▸ **Ausgewählter Textauszug**:

^^^^^^^^

In der Konzeptionalisierung der relationalen Wirtschaftsgeographie ging es uns vor allem darum, Offenheit zu multidisziplinären Konzeptionen und Methodiken zu zeigen. Es war klar, dass die Raumwirtschaftslehre in vielen aktuellen Problemen nicht mehr als Maßstab für wirtschaftsgeographische Analysen ausreichte und nur partiell Antworten liefern konnte. Dies hing mit Faktoren wie der überwiegenden Fokussierung auf neoklassisch inspirierte ökonomische Konzepte, der Personifizierung räumlicher Aggregate, der Fetischisierung von Raum und der Vernachlässigung sozialer Erklärungsdynamiken zusammen. Die internationale Wirtschaftsgeographie hatte diesen Wandel spätestens mit den Arbeiten von Ash Amin, Allen Scott und Michael Storper implizit schon angedeutet, aber unseres Erachtens noch keine explizite Grundlegung formuliert. Die relationale Wirtschaftsgeographie haben wir als eine Grundkonzeption verstanden, die ökonomisches Handeln in räumlicher Perspektive in das Zentrum der Analyse rückt, die ökonomisches Handeln als soziales Handeln begreift, die deshalb Akteuren und ihren Handlungskontexten besondere Aufmerksamkeit widmet, die eine (mindestens begleitende) Mikroperspektive betont, die notwendigerweise eine institutionelle Sicht erfordert, die lokale und nicht-lokale (globale) Handlungskontexte systematisch analysiert und entsprechende politische Handlungskonsequenzen in territorialen und sektoralen Planungskontexten formuliert.

Stefan Ohm: Wie wirken die vier Ionen (Interaktion, Organisation, Innovation, Evolution) der Wirtschaftsgeographie mit einer relationalen Grundperspektive zusammen?

^^^^^^^^

▸ **Vorliegendes Material**:

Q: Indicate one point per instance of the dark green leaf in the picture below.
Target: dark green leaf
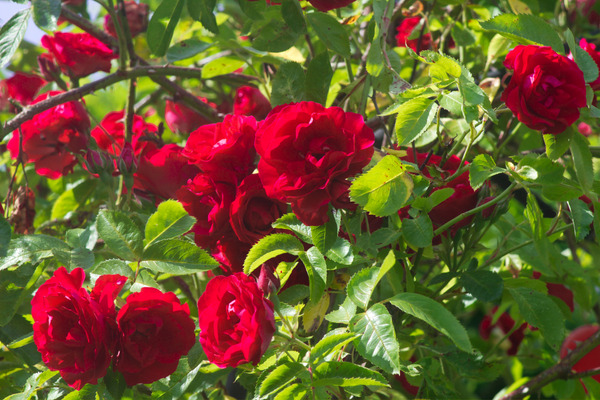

^^^^^^^^

▸ **Zu bearbeitende Aufgaben**:
A) Beantworte zum Auszug über die relationale Wirtschaftsgeographie folgende Fragen:
(i) Wozu sollte die Konzeptionalisierung der relationalen Wirtschaftsgeographie vor allem Offenheit zeigen?
(ii) Mit den Arbeiten welcher drei Personen hatte die internationale Wirtschaftsgeographie den Wandel angedeutet?
(iii) Als welche Art von Handeln begreift die relationale Wirtschaftsgeographie ökonomisches Handeln?
B) Gib aus dem Auszug über die relationale Wirtschaftsgeographie wortgetreu den Abschnitt wieder, der bei den Worten "Stefan Ohm: Wie" beginnt und nach den Worten "relationalen Grundperspektive zusammen?" endet.

▸ **Lösungen je Aufgabe**:
A)
(i) Zu multidisziplinären Konzeptionen und Methodiken.
(ii) Ash Amin, Allen Scott und Michael Storper.
(iii) Als soziales Handeln.

B)
Stefan Ohm: Wie wirken die vier Ionen (Interaktion, Organisation, Innovation, Evolution) der Wirtschaftsgeographie mit einer relationalen Grundperspektive zusammen?